## Source extract
+===+

The heuristic selection in experimental studies is further complicated by the fact that this decision has to be made anew for each of the, say, 190 trials (given 20 objects and all combinations), in which the different types of pairs appear in random order. One cannot a priori stick to the same heuristic for the next trial. This makes the repeated traversing through some or all potential decision steps (as depicted in Figure 1) look quite strenuous.8

4  Conclusions

In this paper, I started with a short description of the development of the theory underlying the recognition heuristic (RH) and then discussed at length some of its controversial issues. Note that the selection of these issues and their handling reflects my personal preferences and opinions. As such, this paper was not intended to be “neutral”, although I nevertheless strove for a (sometimes more, sometimes less) balanced presentation. Others, no doubt, would have focused on other topics and would presumably have come to other conclusions (see, e.g., Gigerenzer & Brighton, 2009; Gigerenzer & Gaissmaier, 2011; Gigerenzer & Goldstein, 2011; Marewski, Gaissmaier, & Gigerenzer, 2010; Marewski, Gaissmaier, Schooler et al., 2010; Marewski, Schooler, and Gigerenzer, 2010; Tomlinson et al., 2011). What I think all involved researchers would agree upon is that the RH and the FFH framework represent an enormous advantage over previous conceptions. The precise formulations and sometimes bold predictions, moreover, fueled not only the described debate but also a wealth of empirical research, leading to the development of new methods and theoretical ideas. For example, the RH was extended (a) from single participant’s inferences to a “wisdom-of-crowd” measure (Gaissmaier & Marewski, 2011; Herzog & Hertwig, 2011); (b) from paired comparisons to multi-alternative decisions (Frosch, Beaman, & McCloy, 2007; Marewski, Gaissmaier, Schooler et al., 2010; McCloy, Beaman, & Smith, 2008); or (c) from inferences to preferences (Oeusoonthornwattana & Shanks, 2010). As such, the whole field has certainly benefited.

+===+

## Stored data

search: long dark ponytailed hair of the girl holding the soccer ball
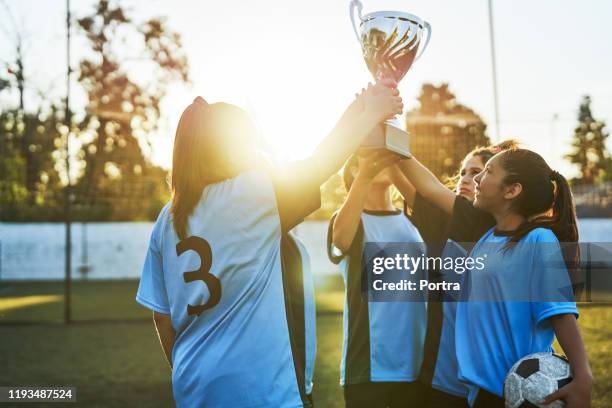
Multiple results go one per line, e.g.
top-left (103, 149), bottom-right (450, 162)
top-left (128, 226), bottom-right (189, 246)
top-left (499, 149), bottom-right (578, 262)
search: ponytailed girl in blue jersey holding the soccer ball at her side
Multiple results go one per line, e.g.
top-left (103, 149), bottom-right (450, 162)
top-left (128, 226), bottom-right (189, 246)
top-left (455, 149), bottom-right (592, 408)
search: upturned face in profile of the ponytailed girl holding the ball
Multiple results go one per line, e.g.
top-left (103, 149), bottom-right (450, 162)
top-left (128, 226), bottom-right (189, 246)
top-left (474, 154), bottom-right (520, 212)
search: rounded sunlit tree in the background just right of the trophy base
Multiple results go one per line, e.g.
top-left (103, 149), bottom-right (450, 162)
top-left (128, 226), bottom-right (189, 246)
top-left (406, 84), bottom-right (490, 179)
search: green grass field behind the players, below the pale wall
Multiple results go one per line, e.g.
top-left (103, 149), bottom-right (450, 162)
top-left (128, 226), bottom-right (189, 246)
top-left (0, 281), bottom-right (612, 408)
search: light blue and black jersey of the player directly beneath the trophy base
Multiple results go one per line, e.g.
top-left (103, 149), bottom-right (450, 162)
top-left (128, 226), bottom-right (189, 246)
top-left (328, 210), bottom-right (427, 385)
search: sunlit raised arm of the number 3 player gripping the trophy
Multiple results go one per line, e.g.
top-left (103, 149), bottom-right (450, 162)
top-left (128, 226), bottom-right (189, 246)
top-left (306, 80), bottom-right (403, 185)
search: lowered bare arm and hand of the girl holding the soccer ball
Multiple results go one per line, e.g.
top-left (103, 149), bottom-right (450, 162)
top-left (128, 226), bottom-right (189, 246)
top-left (544, 314), bottom-right (593, 408)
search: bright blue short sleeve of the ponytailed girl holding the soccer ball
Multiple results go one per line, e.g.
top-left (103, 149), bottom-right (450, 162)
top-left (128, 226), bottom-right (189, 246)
top-left (531, 231), bottom-right (578, 324)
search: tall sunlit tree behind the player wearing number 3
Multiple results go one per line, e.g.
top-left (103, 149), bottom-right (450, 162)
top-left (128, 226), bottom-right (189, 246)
top-left (75, 0), bottom-right (189, 219)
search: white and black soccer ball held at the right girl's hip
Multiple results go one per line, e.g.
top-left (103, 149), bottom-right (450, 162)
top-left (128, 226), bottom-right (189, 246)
top-left (504, 353), bottom-right (572, 408)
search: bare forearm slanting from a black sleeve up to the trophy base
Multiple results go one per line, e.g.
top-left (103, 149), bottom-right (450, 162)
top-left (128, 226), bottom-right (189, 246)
top-left (398, 157), bottom-right (456, 214)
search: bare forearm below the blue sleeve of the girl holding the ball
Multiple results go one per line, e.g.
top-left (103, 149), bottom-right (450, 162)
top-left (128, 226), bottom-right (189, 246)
top-left (550, 314), bottom-right (592, 379)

+===+

## What you will do
(a) Translate this sentence from the passage on the recognition heuristic into Spanish: "One cannot a priori stick to the same heuristic for the next trial."
(b) The passage on the recognition heuristic says the RH was extended in several directions. List every one of those extensions.
(c) Carry on with the passage on the recognition heuristic after its final sentence.

## Written responses
(a) No se puede mantener a priori la misma heurística para el siguiente ensayo.

(b)
- From single participants' inferences to a "wisdom-of-crowd" measure
- From paired comparisons to multi-alternative decisions
- From inferences to preferences

(c)
Let me summarize the empirical findings on the RH with a quote from Pachur et al. (2008, p. 205) who stated that “it is now clear that the recognition heuristic—in particular in terms of the hypothesized non-compensatory use of recognition—is not used by all people all the time and under all circumstances.” And that (p. 206) “individuals appear to differ greatly in their reliance on recognition for inferences.” These conclusions may also lead the way to future research, that is, to further define the influences of domains, tasks, and individual characteristics on which strategy is preferred in which situation. Thus, one viable and legitimate question, asked from the early days of the FHH approach, is which heuristics like the RH are suited for which domains and tasks. This certainly helps to define the boundary conditions of the RH and any other heuristic. Another question, although also asked from the beginning, namely that of individual differences, might be more difficult to answer. First of all, if the “adaptive” use of such decision strategies like the RH reflects environmental regularities, why should individuals differ so much in their perception or evaluation of these regularities? Why should, within the same domain, some people rely on recognition almost always, and others only occasionally (as has been reported in some studies)? This in my view is still somewhat puzzling, although some preliminary and tentative answers regarding individual difference in use of heuristics have meanwhile appeared (e.g., Bröder, 2003; Hilbig, 2008; Pachur, Mata, & Schooler, 2009).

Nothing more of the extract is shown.